--- start of Material for this task ---

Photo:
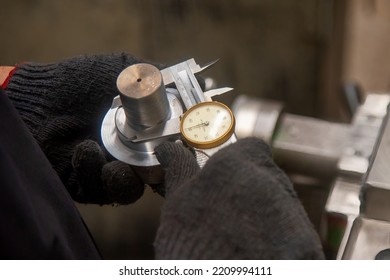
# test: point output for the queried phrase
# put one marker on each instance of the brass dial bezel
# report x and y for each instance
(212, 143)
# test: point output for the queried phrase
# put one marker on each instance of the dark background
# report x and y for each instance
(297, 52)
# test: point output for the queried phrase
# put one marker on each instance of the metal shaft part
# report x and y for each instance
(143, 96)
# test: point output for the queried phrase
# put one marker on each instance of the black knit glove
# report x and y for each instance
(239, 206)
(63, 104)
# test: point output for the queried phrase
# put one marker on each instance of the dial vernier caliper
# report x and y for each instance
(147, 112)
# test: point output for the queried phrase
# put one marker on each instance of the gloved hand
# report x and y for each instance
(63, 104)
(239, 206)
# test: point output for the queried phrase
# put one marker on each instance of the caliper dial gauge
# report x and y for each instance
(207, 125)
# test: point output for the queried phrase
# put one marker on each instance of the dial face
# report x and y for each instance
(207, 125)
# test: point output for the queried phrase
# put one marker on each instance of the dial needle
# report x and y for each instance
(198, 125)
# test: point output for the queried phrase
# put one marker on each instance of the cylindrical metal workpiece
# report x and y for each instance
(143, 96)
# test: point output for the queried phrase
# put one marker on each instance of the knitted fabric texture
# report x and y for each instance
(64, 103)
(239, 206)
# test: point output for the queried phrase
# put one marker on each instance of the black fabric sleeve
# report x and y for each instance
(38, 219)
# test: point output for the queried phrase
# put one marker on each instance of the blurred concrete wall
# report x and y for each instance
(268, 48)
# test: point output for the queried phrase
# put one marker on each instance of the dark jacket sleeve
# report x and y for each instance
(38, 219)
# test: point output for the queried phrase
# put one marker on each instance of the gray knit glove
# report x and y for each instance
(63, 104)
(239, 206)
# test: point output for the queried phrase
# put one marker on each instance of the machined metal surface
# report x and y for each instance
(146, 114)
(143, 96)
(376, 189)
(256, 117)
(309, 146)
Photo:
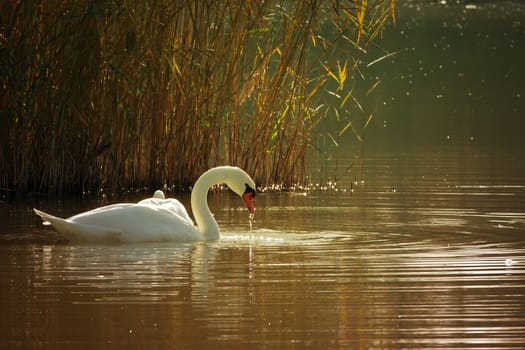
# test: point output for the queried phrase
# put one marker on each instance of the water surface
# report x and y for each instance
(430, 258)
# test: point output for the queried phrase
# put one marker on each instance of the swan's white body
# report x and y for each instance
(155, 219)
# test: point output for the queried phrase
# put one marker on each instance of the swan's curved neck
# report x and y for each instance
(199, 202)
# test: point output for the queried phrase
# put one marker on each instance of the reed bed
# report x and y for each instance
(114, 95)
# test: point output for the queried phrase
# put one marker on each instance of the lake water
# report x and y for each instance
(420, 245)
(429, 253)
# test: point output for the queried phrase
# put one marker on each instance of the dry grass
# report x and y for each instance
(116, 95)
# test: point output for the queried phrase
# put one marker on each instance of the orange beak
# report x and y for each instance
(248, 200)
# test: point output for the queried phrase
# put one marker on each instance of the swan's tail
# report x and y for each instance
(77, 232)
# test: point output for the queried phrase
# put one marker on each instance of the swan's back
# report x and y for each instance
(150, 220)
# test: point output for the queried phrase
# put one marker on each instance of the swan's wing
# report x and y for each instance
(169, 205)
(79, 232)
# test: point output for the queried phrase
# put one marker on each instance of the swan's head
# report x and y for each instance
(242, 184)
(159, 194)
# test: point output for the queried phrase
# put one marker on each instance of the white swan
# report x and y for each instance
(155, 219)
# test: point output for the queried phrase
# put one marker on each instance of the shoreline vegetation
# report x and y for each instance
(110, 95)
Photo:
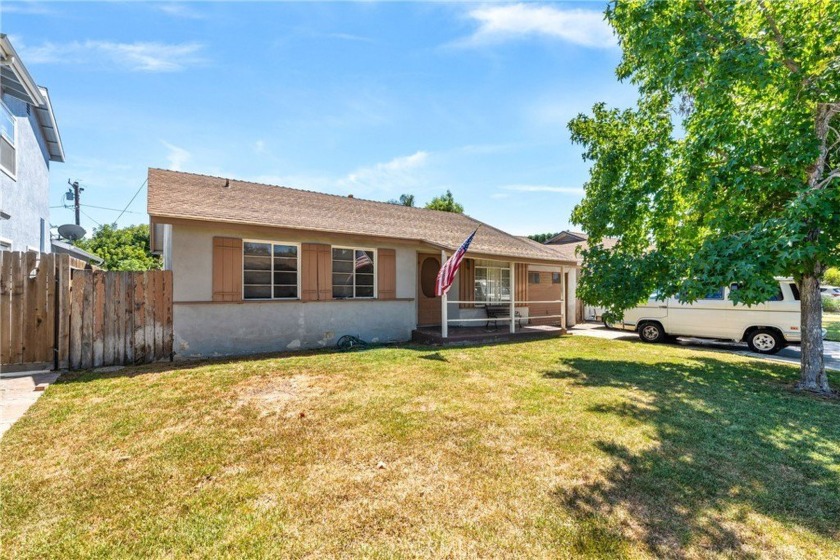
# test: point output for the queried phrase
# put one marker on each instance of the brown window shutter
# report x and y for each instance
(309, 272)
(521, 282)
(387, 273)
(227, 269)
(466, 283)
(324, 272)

--- end of Material for this task ---

> Instruction
Leave out the pictures and retype every line above exactly.

> Finished answer
Photo:
# test: point output for the queried phrase
# put one marker on each instance of the brass dial bezel
# report x and y for each instance
(212, 143)
# test: point output for the queried phrase
# put one marker on each instance of the dark background
# report x and y for each instance
(297, 52)
# test: point output for the queried phrase
# put one marker on each instance of the metal shaft part
# report x and y for each instance
(143, 96)
# test: point output for the queried phrase
# put one marker on each instance of the black knit glove
# report x and y for each instance
(239, 206)
(63, 104)
# test: point output for the queried phrase
# put one marker on each instance of the dial vernier caliper
# report x and y for each instance
(147, 112)
# test: point output for the queried phrase
# put one marker on each instance of the gloved hand
# report x and y for each instance
(63, 104)
(239, 206)
# test: point output for the queried phrase
# put one marker on each instance of the caliper dial gauge
# report x and y for each instance
(207, 125)
# test: point output for the queried phrase
# put one marker on each instance of the dial face
# report x and y for each instance
(207, 125)
# test: point output for the queried phrase
# put one marker on each instance of the dial needle
# report x and y for each instance
(198, 125)
# test: point output for the queried phrase
# put one marker on each instance of the cylindrical metal workpiece
# report x and y for each instance
(143, 96)
# test: point output for the queried phrase
# put one marker on each instance of the knitted fabric texture
# report x and y for each instance
(64, 103)
(239, 206)
# test: point output for the queried phrase
# put one marker on each instance of the black fabric sleeve
# report x and y for each instance
(38, 219)
# test: point output for the queried phrase
# put one marker on each instance of the blurred concrete wall
# report x and y for each instance
(268, 48)
# test: point output for the queried phrase
# put one marker on each instance of the dark jacket sleeve
# report x and y for each instance
(38, 219)
# test: point output for the queried phrase
# put one marker on each instance of the gray knit glove
# report x and y for each instance
(63, 104)
(239, 206)
# test: point output for the queried phrase
# put one marker on each instance of the machined metal surface
# report x and y for each instance
(146, 114)
(143, 96)
(376, 189)
(256, 117)
(309, 146)
Photo:
# test: point output for the queried phrase
# put one marker on each instance of the water surface
# report x and y for each instance
(430, 258)
# test: point output for the queried phrase
# put one marker on each instance of the swan's white body
# report x and y for each instance
(155, 219)
# test: point output for the queried phrase
# put one marker on each instance of the swan's curved neck
# report x and y for each instance
(199, 202)
# test: point output for the queried phrase
# put one marker on each instance of the reed bed
# report x and y for each instance
(114, 95)
# test: point output for the queried phrase
# put one marker on each instance of the lake water
# report x and y for each instance
(420, 245)
(429, 253)
# test: point output for the queried phrase
# put one marker on each instance of the dry grass
# report x and y for each instance
(116, 95)
# test: point output for the queried phrase
# put one marker on each instance of the orange beak
# report x and y for each instance
(248, 200)
# test: point output for the queried phrase
# put one marker on each instance of the swan's tail
# report x and y for each instance
(77, 232)
# test: point output for the queried phrase
# put one marker on each instance of the swan's back
# report x and y for each instance
(150, 220)
# test: point output for the queried phrase
# put one marker on each instance of the swan's wing
# report x and y for each instance
(169, 205)
(79, 232)
# test: point output for the queried phrase
# put one marker on each instance of the swan's head
# report x and y for each instance
(242, 184)
(159, 194)
# test: point output for the queried phrase
# put one marker on each instance of the white swan
# report x and y for each instance
(155, 219)
# test: point output for the queried phrase
# put one marker on each instance of the shoreline vegetation
# report x and y for each instance
(110, 95)
Photo:
# test: point output for the queried phrase
# put one marker on each instance of the brown window shutter
# report x and y for each instance
(309, 272)
(521, 282)
(387, 273)
(227, 269)
(466, 283)
(324, 272)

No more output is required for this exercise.